→ **Rows**
===
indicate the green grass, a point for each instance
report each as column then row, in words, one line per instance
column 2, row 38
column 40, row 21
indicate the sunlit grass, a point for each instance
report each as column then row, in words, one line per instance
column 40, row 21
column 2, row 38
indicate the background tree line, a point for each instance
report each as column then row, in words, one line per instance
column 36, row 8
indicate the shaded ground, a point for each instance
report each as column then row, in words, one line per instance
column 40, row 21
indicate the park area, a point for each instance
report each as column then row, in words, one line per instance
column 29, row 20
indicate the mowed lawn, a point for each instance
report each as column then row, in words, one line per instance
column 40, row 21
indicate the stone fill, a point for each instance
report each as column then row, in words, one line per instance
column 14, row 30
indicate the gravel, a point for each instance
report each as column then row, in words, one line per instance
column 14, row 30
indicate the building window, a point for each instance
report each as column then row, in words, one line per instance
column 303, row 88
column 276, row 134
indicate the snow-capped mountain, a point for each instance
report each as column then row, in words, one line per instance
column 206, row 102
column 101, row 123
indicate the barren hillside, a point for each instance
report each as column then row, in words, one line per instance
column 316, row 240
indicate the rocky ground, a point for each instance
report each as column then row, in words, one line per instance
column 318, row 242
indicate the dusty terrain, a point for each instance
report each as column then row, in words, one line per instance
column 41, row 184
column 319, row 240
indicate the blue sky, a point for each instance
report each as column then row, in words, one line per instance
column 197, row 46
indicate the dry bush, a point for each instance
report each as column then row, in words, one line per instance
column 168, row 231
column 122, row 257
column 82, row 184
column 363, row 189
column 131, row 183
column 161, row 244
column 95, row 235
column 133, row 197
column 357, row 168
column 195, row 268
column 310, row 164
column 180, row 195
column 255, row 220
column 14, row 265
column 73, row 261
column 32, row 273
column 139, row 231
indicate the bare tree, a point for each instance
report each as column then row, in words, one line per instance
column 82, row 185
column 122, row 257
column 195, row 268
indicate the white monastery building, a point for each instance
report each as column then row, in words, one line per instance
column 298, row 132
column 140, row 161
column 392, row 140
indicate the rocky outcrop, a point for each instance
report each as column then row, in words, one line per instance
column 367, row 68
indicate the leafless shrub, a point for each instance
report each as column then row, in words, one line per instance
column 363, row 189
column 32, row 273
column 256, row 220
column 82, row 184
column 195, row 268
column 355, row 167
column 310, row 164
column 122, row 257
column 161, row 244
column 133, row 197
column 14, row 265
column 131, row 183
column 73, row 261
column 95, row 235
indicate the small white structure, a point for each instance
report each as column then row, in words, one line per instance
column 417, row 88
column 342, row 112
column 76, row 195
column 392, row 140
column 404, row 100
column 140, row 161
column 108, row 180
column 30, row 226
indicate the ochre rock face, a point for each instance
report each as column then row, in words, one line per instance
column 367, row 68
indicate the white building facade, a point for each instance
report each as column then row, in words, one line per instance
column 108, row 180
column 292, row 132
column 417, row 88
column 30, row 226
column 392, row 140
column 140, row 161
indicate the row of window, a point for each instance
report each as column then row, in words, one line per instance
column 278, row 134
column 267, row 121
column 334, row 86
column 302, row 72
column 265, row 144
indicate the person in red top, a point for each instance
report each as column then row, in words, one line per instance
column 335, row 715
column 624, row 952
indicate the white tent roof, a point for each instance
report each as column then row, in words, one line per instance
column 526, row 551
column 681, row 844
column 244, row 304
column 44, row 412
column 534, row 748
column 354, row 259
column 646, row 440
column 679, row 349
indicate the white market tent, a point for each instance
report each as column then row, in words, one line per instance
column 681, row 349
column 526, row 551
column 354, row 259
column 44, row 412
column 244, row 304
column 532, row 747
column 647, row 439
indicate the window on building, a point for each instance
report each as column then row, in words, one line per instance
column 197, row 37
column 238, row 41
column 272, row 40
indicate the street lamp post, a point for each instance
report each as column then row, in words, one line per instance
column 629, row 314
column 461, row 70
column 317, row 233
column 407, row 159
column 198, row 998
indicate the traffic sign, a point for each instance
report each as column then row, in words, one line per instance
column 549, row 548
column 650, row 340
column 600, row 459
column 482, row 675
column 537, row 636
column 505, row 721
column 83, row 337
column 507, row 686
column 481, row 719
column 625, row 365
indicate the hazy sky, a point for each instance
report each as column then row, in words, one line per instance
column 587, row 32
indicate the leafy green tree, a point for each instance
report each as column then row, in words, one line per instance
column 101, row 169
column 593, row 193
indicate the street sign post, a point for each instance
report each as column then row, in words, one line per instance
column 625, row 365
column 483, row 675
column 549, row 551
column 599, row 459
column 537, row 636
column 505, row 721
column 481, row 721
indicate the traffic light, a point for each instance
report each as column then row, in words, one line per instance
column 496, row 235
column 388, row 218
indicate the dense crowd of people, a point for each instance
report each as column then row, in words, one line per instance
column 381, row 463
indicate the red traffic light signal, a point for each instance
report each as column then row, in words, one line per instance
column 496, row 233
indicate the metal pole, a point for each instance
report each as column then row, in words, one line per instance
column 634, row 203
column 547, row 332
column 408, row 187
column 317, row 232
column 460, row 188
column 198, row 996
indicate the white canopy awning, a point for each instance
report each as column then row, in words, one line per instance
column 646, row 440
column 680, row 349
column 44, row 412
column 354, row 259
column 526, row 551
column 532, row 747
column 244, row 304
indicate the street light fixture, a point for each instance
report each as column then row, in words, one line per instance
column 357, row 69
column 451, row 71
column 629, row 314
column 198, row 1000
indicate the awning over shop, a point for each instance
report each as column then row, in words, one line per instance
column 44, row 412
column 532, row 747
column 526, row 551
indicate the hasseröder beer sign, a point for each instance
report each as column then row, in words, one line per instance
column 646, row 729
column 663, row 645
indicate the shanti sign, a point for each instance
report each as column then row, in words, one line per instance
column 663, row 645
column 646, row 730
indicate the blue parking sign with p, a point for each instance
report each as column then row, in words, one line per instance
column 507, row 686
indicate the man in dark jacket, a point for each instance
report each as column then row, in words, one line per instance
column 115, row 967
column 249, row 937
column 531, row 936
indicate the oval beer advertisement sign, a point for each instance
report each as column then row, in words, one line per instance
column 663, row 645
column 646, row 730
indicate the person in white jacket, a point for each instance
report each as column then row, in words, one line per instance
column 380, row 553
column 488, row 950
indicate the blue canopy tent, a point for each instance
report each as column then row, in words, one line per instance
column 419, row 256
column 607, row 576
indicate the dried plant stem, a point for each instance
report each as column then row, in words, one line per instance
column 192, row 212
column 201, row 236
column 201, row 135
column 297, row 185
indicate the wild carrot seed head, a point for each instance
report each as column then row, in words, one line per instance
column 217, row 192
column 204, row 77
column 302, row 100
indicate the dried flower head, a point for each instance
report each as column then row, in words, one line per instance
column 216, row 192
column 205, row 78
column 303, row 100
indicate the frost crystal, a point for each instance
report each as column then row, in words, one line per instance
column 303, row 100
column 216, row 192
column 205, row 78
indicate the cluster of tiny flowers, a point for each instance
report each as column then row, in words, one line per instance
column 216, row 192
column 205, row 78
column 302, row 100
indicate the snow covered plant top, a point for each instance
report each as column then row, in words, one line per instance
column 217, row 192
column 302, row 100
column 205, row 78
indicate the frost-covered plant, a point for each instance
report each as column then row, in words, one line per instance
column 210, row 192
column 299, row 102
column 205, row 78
===
→ **Request**
Rewrite all of the records above, changing every "indicate" to "mark" and leaving everything else the same.

→ **Answer to the task**
mark the green grass, a point for each instance
report each as column then row, in words, one line per instance
column 2, row 38
column 40, row 21
mark the sunlit grass, a point for each instance
report each as column then row, in words, one line per instance
column 40, row 21
column 2, row 38
mark the background tree line, a point for each instance
report each as column then row, in words, one line per instance
column 36, row 8
mark the shaded ground, a point for each instance
report each as column then row, in words, one line per instance
column 40, row 21
mark the park area, a point for each instance
report each as column then row, in words, one line per instance
column 29, row 20
mark the mowed lawn, a point for each instance
report each as column then row, in words, one line per instance
column 40, row 21
mark the stone fill, a point for each instance
report each as column then row, in words, one line per instance
column 14, row 30
mark the gravel, a point for each instance
report each as column then row, in words, one line per instance
column 14, row 30
mark the building window, a point for each instance
report each as column then row, in words, one line per instance
column 303, row 88
column 276, row 134
mark the snow-capped mountain, a point for each instance
report each as column then row, in words, one line per instance
column 206, row 102
column 101, row 123
mark the barren hillside, a point for each instance
report each as column then row, in words, one line per instance
column 316, row 240
mark the rocky ground, a point for each instance
report each as column then row, in words, one line per instance
column 318, row 242
mark the dusty terrain, a point for each instance
report each as column then row, in words, one line per instance
column 41, row 184
column 319, row 240
mark the blue sky, a point for each instance
report each as column then row, in words, one line per instance
column 197, row 46
mark the dry bush, a point for each instance
report each as column then row, in words, one line per instance
column 168, row 231
column 122, row 257
column 82, row 184
column 363, row 189
column 131, row 183
column 161, row 244
column 95, row 235
column 133, row 197
column 357, row 168
column 195, row 268
column 310, row 164
column 180, row 195
column 255, row 220
column 14, row 265
column 73, row 261
column 32, row 273
column 139, row 231
mark the bare tree, a point for each instance
report each as column then row, in words, one line per instance
column 82, row 185
column 122, row 257
column 195, row 268
mark the white monastery building, a point for each instance
report each as column then row, in words, one line per instance
column 298, row 132
column 140, row 161
column 392, row 140
mark the rocky outcrop, a point for each instance
report each as column then row, in words, one line per instance
column 367, row 68
mark the leafless shrub, a point for each instance
report each as column then row, in words, one line per instance
column 363, row 189
column 32, row 273
column 256, row 220
column 82, row 184
column 195, row 268
column 355, row 167
column 310, row 164
column 122, row 257
column 161, row 244
column 133, row 197
column 14, row 265
column 131, row 183
column 73, row 261
column 95, row 235
mark the small white structure, a point for each instance
report each as column then row, in words, one line per instance
column 417, row 88
column 342, row 112
column 76, row 195
column 392, row 140
column 404, row 100
column 140, row 161
column 108, row 180
column 30, row 226
mark the ochre rock face, a point for each instance
report each as column then row, in words, one line per instance
column 367, row 68
mark the white building facade, a point for each instance
report each as column then row, in words, one line per instance
column 108, row 180
column 292, row 132
column 417, row 88
column 30, row 226
column 392, row 140
column 140, row 161
mark the row of window, a point for each instance
report each as column then row, in words, one line per instance
column 278, row 134
column 267, row 121
column 334, row 86
column 302, row 72
column 265, row 144
mark the person in red top, a point for each instance
report each as column then row, in words, one line per instance
column 335, row 715
column 624, row 952
mark the white tent roof, a point for each instance
report each as column then row, in words, one line per instance
column 526, row 551
column 681, row 844
column 244, row 304
column 44, row 412
column 534, row 748
column 354, row 259
column 646, row 440
column 679, row 349
mark the white market tent, a point for each instance
report each as column then row, in words, one line per instance
column 681, row 349
column 526, row 551
column 354, row 259
column 44, row 412
column 244, row 304
column 532, row 747
column 647, row 439
mark the window on building, a point for each instance
report each as column then row, in words, one line per instance
column 197, row 37
column 238, row 41
column 272, row 40
mark the street lamp post, a point for each instance
report each as column then row, in words, one line per instance
column 629, row 314
column 461, row 70
column 317, row 233
column 407, row 159
column 198, row 998
mark the traffic sign, a point for each instance
report each as column then row, in words, one line per instance
column 549, row 548
column 650, row 340
column 600, row 459
column 482, row 675
column 537, row 636
column 505, row 721
column 83, row 337
column 507, row 686
column 481, row 719
column 625, row 365
mark the hazy sky, a point for each instance
report each as column then row, in words, one line per instance
column 587, row 32
mark the leafy green tree, a point for each instance
report each as column then row, in words, one line per instance
column 101, row 169
column 593, row 193
mark the street sign post, a point for each instance
report each as column then row, in words, one line per instance
column 625, row 365
column 483, row 675
column 549, row 551
column 599, row 459
column 537, row 636
column 505, row 721
column 481, row 721
mark the traffic light, a point for each instance
report each as column then row, in words, one line per instance
column 496, row 235
column 388, row 218
mark the dense crowd of people, a point for each instance
report each as column then row, in words, one line per instance
column 381, row 463
mark the red traffic light signal, a point for each instance
report each as column then row, in words, one line per instance
column 496, row 233
mark the metal pole, a point for each instance
report each as column then row, in words, one line per instance
column 634, row 203
column 547, row 332
column 408, row 187
column 317, row 232
column 460, row 188
column 198, row 996
mark the white canopy awning, a point for each instance
report each as column then row, in words, one line per instance
column 646, row 440
column 680, row 349
column 44, row 412
column 354, row 259
column 526, row 551
column 532, row 747
column 244, row 304
mark the street light fixture, a point for each instance
report each as column then row, in words, one line per instance
column 357, row 69
column 451, row 71
column 629, row 314
column 198, row 1000
mark the awning over shop, a point for each instance
report each as column then row, in words, one line per instance
column 44, row 412
column 532, row 747
column 526, row 551
mark the hasseröder beer sign, a point for each instance
report each as column then row, in words, one line per instance
column 646, row 729
column 663, row 645
mark the shanti sign, a point for each instance
report each as column then row, in words, one line per instance
column 663, row 645
column 646, row 730
mark the blue parking sign with p, a point for each instance
report each as column then row, in words, one line per instance
column 507, row 686
mark the man in dark jacket, a point for each instance
report each as column then row, in words, one line per instance
column 115, row 967
column 249, row 937
column 531, row 936
mark the oval beer advertisement sign, a point for each instance
report each as column then row, in words, one line per instance
column 663, row 645
column 646, row 730
mark the person in white jacket, a point for each instance
report each as column then row, in words, one line per instance
column 380, row 553
column 488, row 950
mark the blue canopy tent, a point for each instance
report each as column then row, in words, one line per instance
column 419, row 256
column 607, row 576
mark the dried plant stem, a point for each instance
report each as column then row, in words, one line per instance
column 192, row 212
column 201, row 236
column 201, row 135
column 297, row 185
mark the wild carrot seed head, a point for each instance
report each as column then row, in words, one line per instance
column 217, row 192
column 204, row 77
column 302, row 100
mark the dried flower head, a point for each instance
report each as column then row, in words, one line per instance
column 216, row 192
column 205, row 78
column 303, row 100
mark the frost crystal, a point for each instance
report each as column then row, in words, one line per instance
column 303, row 100
column 216, row 192
column 205, row 78
mark the cluster of tiny flowers, a point for each instance
report each as column then row, in words, one line per instance
column 216, row 192
column 205, row 78
column 302, row 100
mark the snow covered plant top, a point for each instance
report each as column then row, in words, one line per instance
column 217, row 192
column 302, row 100
column 205, row 78
mark the frost-covered plant, a point for each instance
report each as column then row, in words, one line per instance
column 210, row 192
column 299, row 102
column 205, row 78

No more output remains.